→ **REQUIRED WORK**: Convert the records below into a two-column CSV with the headers input and output. Give one row per record, with its text and its answer each in a single quoted field, line breaks replaced by spaces, and the pictures left out.

→ **AVAILABLE RECORDS**:
##########

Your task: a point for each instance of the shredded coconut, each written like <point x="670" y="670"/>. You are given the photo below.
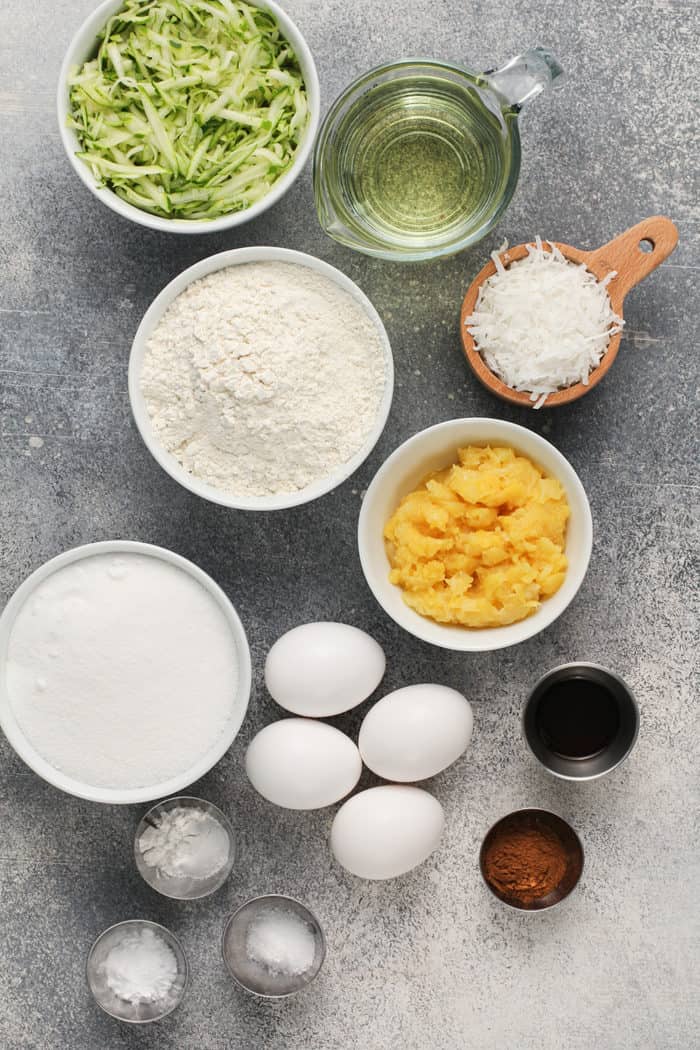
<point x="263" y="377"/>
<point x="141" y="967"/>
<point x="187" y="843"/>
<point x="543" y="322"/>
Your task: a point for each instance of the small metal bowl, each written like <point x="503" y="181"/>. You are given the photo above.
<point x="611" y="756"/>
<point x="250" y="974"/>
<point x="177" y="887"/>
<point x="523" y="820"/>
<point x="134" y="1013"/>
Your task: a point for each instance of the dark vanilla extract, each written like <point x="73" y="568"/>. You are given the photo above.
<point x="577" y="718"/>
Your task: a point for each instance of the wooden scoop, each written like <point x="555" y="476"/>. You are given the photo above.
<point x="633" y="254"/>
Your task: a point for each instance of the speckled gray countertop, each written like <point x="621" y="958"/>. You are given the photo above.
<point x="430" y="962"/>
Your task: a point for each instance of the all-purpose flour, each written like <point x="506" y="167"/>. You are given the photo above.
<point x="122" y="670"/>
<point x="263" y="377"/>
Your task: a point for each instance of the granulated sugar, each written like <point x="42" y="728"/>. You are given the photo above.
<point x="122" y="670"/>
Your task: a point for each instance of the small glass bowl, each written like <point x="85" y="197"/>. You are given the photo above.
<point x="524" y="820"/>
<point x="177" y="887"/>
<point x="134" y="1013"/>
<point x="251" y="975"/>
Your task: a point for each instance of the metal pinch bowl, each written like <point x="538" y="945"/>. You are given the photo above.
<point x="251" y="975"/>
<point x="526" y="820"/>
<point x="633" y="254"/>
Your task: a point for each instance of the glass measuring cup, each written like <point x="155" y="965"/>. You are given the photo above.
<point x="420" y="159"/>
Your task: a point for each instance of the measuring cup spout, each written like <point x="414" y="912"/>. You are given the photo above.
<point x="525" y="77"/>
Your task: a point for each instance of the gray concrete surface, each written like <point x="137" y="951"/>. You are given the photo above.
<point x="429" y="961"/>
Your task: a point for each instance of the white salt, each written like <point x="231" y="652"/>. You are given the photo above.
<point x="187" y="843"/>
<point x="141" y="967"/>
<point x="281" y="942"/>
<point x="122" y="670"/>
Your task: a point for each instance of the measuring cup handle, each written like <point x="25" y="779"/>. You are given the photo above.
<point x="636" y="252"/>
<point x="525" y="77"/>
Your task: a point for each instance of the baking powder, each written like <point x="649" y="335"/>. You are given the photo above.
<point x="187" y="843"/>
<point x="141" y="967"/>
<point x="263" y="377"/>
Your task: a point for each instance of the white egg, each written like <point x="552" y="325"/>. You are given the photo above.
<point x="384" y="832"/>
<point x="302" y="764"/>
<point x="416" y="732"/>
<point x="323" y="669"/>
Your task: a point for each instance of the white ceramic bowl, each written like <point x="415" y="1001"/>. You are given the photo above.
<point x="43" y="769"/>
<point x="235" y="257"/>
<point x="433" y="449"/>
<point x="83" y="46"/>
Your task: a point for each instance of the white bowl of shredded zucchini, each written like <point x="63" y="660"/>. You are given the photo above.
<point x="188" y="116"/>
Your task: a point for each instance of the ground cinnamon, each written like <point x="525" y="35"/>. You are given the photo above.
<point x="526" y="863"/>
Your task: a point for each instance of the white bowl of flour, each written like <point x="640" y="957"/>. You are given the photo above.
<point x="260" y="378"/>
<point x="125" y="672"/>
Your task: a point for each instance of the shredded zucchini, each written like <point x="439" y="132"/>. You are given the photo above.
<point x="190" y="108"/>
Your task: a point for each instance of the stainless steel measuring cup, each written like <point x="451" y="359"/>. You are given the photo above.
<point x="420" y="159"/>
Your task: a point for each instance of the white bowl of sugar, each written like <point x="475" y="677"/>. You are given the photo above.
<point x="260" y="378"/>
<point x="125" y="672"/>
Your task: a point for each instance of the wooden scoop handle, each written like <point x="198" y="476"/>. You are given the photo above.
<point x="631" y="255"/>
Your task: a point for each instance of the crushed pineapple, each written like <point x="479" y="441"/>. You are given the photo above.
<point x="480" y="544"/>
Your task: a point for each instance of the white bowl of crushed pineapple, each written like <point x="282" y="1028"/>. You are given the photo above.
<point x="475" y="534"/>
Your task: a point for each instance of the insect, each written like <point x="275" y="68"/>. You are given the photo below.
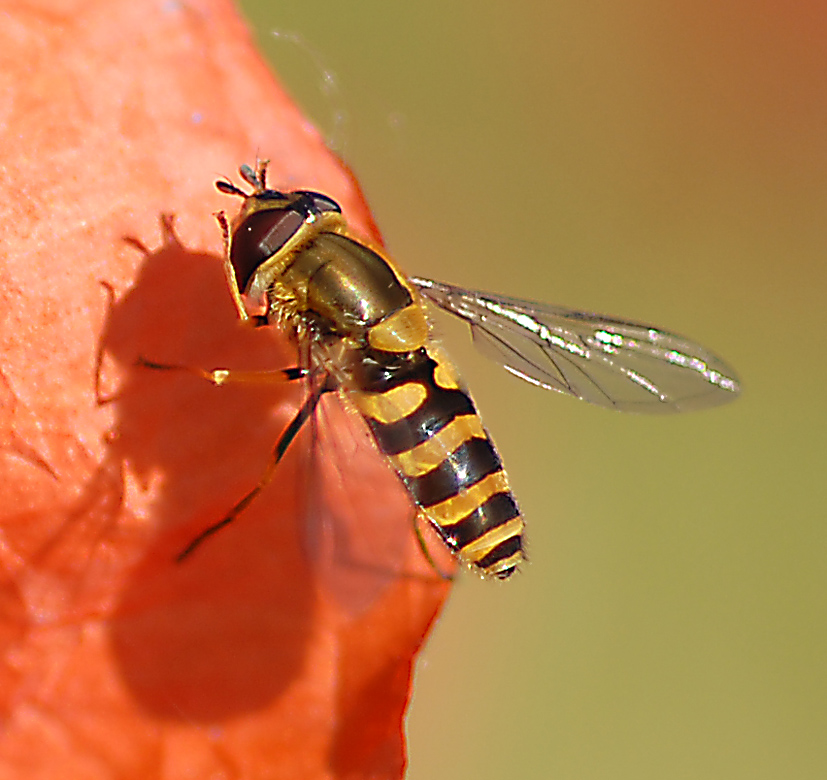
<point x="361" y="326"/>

##########

→ **TASK RESPONSE**:
input,output
"Your task: a point for each instance of the shredded coconut, each written like <point x=""670"" y=""670""/>. You are given the photo below.","<point x=""263"" y=""377""/> <point x=""141"" y=""967""/> <point x=""187"" y=""843""/> <point x=""543"" y=""322""/>"
"Your task: a point for each instance of the small metal bowl, each written like <point x=""503"" y=""181""/>. You are given the photo above.","<point x=""611"" y=""756""/> <point x=""250"" y=""974""/> <point x=""177"" y=""887""/> <point x=""523"" y=""820""/> <point x=""134"" y=""1013""/>"
"Your task: a point for each instance of the dark vanilla extract, each written like <point x=""73"" y=""568""/>. You are given the photo above.","<point x=""577"" y=""718""/>"
"Your task: a point for each instance of the wooden scoop, each written like <point x=""555"" y=""476""/>. You are given the photo above.","<point x=""633"" y=""254""/>"
"Your task: a point for each instance of the speckled gray countertop, each written like <point x=""621"" y=""958""/>. You are given the photo above.","<point x=""430"" y=""962""/>"
"Your task: a point for each instance of the all-purpose flour, each written like <point x=""506"" y=""167""/>. You are given the photo above.","<point x=""122"" y=""670""/> <point x=""263"" y=""377""/>"
"Your task: a point for each instance of the granulated sugar, each written like <point x=""42"" y=""728""/>. You are given the photo above.","<point x=""122"" y=""670""/>"
"Your task: a point for each instance of the small glass bowl, each written like <point x=""85"" y=""197""/>. You are given the photo above.","<point x=""524"" y=""820""/> <point x=""177"" y=""887""/> <point x=""134"" y=""1013""/> <point x=""251"" y=""975""/>"
"Your task: a point for each instance of the metal pinch bowl, each written like <point x=""538"" y=""945""/>. You are given the photo above.","<point x=""251"" y=""975""/> <point x=""526"" y=""820""/> <point x=""633"" y=""254""/>"
"Your task: a point for each instance of the glass measuring cup, each written like <point x=""155"" y=""965""/>. You are given the photo above.","<point x=""420"" y=""159""/>"
"Your task: a point for each instance of the measuring cup spout, each written like <point x=""414"" y=""912""/>. You are given the photo above.","<point x=""525"" y=""77""/>"
"Your task: a point for each instance of the gray concrete surface, each written like <point x=""137"" y=""951""/>. You are given the photo above.","<point x=""429"" y=""961""/>"
"Your task: a point for each instance of the white salt, each written like <point x=""231"" y=""652""/>. You are given the photo above.","<point x=""187"" y=""843""/> <point x=""141"" y=""967""/> <point x=""281"" y=""942""/> <point x=""122"" y=""670""/>"
"Your task: a point for each instance of the measuring cup handle, each written like <point x=""25"" y=""779""/>. You are given the photo above.","<point x=""636"" y=""252""/> <point x=""525"" y=""77""/>"
"Your task: a point for each instance of the baking powder, each written like <point x=""649"" y=""335""/>. You are given the photo above.","<point x=""187"" y=""843""/> <point x=""141"" y=""967""/> <point x=""263"" y=""377""/>"
"Your task: a point for each instance of the white egg, each written like <point x=""552"" y=""325""/>. You are given the photo above.","<point x=""384"" y=""832""/> <point x=""302"" y=""764""/> <point x=""416"" y=""732""/> <point x=""323"" y=""669""/>"
"Your task: a point for each instance of the white ceramic bowl, each written like <point x=""415"" y=""1001""/>. You are given the photo above.","<point x=""43"" y=""769""/> <point x=""235"" y=""257""/> <point x=""433"" y=""449""/> <point x=""83"" y=""46""/>"
"Your task: a point for each instance of the white bowl of shredded zucchini, each written like <point x=""63"" y=""660""/>. You are given the photo above.","<point x=""188"" y=""116""/>"
"Your task: a point for each instance of the ground cinnamon, each written like <point x=""525"" y=""35""/>. You are given the photo above.","<point x=""526"" y=""863""/>"
"Your task: a point for each instance of the white bowl of flour, each written like <point x=""640"" y=""957""/>. You are given the photo above.","<point x=""260"" y=""378""/> <point x=""125"" y=""672""/>"
"Your task: a point for each instance of the shredded zucchini, each written like <point x=""439"" y=""132""/>. You are given the photo above.","<point x=""190"" y=""108""/>"
"Your task: a point for each instance of the stainless steel measuring cup, each written like <point x=""451"" y=""359""/>. You are given the photo above.","<point x=""420"" y=""159""/>"
"Your task: a point for each instance of the white bowl of sugar, each written like <point x=""475"" y=""677""/>. You are given the photo above.","<point x=""260"" y=""378""/> <point x=""125"" y=""672""/>"
"Your task: a point for each instance of the wooden scoop handle, each written like <point x=""198"" y=""476""/>. You are given the photo above.","<point x=""631"" y=""255""/>"
"Your task: a point for each instance of the crushed pineapple, each written like <point x=""479"" y=""441""/>. You are given the photo above.","<point x=""480"" y=""544""/>"
"Your task: a point for each instance of the white bowl of crushed pineapple, each written like <point x=""282"" y=""1028""/>. You are given the photo above.","<point x=""475"" y=""534""/>"
"Your task: a point for each instance of the insect, each written like <point x=""275"" y=""68""/>. You are given the photo below.","<point x=""361"" y=""326""/>"